Kennedy and FDR Swam in the Space That is Now the White House Press Room

Photo credit: Getty
Photo credit: Getty

From Town & Country

This weekend, Esquire broke the news broke the news that the Trump administration may evict the press corps from the White House. Off the record, the reason was clear: "They are the opposition party," sneered the unnamed senior Trump administration leaker, "I want 'em out of the building. We are taking back the press room." Sean Spicer, Trump's press secretary, walked the dog back a bit on the record: "There's been no decision, there's been some discussion about how to do it."

"It" would mean moving the press room from the coveted real estate on the West Terrace adjacent to the West Wing to a new space, either next door to the Old Executive Office Building or across the street to the White House Conference Center near Lafayette Square.

This may seem benign to outsiders, but make no mistake: In a town where proximity to power is everything, where grown men and women would forsake a football field size suite of offices in the OEOB for a shared cubicle in a bullpen in the West Wing, this approximates a First Amendment constitutional crises (notwithstanding that even the Washington Post has called the press center "among the dingiest dumps in Washington").

#### Extracted information:
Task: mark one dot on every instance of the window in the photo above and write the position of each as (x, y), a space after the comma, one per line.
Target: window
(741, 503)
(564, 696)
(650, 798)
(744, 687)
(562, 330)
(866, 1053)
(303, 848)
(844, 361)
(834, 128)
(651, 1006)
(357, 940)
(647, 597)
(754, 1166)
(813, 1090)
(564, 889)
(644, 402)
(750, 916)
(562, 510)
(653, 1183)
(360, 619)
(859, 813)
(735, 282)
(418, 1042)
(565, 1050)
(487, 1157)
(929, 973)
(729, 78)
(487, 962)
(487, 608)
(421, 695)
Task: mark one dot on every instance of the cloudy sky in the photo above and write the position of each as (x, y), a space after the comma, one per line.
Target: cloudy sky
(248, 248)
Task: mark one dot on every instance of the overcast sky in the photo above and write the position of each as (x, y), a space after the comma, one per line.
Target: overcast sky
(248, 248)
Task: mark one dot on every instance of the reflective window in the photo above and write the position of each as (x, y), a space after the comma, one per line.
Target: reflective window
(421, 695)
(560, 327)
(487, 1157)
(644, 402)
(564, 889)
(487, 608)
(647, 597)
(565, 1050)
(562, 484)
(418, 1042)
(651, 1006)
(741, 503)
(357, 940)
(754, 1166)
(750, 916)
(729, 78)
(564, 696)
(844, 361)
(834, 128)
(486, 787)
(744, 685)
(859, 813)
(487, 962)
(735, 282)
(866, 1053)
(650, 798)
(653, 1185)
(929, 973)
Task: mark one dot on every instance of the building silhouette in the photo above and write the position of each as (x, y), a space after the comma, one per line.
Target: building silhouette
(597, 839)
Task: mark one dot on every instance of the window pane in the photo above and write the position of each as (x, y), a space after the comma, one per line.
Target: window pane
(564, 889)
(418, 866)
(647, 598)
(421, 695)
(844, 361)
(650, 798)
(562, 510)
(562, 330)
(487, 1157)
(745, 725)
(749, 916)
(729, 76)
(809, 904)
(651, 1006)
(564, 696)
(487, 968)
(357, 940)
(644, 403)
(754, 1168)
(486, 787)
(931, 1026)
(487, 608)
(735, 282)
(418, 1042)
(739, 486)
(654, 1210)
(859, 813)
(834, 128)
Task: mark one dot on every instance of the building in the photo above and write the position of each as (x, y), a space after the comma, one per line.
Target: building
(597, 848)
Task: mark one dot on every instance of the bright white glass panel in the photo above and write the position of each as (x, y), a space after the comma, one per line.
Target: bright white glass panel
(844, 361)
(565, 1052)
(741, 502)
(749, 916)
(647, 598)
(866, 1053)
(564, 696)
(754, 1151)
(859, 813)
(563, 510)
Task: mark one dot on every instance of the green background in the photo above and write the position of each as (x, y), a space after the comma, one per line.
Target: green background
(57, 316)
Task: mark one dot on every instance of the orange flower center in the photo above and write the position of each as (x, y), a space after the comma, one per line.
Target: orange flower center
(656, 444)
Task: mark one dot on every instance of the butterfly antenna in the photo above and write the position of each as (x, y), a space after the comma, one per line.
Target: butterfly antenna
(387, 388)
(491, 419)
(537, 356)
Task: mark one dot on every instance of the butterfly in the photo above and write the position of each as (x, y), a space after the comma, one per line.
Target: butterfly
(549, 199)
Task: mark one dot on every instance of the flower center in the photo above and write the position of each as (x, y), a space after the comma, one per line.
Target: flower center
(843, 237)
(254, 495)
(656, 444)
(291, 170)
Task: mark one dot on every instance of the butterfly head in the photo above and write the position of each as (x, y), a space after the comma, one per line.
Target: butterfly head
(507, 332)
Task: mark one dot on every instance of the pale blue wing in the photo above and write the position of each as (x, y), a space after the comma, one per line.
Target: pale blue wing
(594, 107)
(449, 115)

#### Required work:
[A] Write out the passage from the press room article, starting at "This weekend, Esquire" and ending at "near Lafayette Square.".
[B] According to the press room article above, why would moving the press room out of the West Wing area matter so much to the reporters who use it?
[C] In the press room article, how did the Washington Post describe the press center?

#### Task solutions:
[A]
This weekend, Esquire broke the news broke the news that the Trump administration may evict the press corps from the White House. Off the record, the reason was clear: "They are the opposition party," sneered the unnamed senior Trump administration leaker, "I want 'em out of the building. We are taking back the press room." Sean Spicer, Trump's press secretary, walked the dog back a bit on the record: "There's been no decision, there's been some discussion about how to do it."

"It" would mean moving the press room from the coveted real estate on the West Terrace adjacent to the West Wing to a new space, either next door to the Old Executive Office Building or across the street to the White House Conference Center near Lafayette Square.

[B] In Washington, proximity to power is everything. People there would give up a huge suite of offices in the Old Executive Office Building for a shared cubicle in the West Wing, so losing the press room's location next to the West Wing approximates a First Amendment crisis.

[C] It called the press center "among the dingiest dumps in Washington."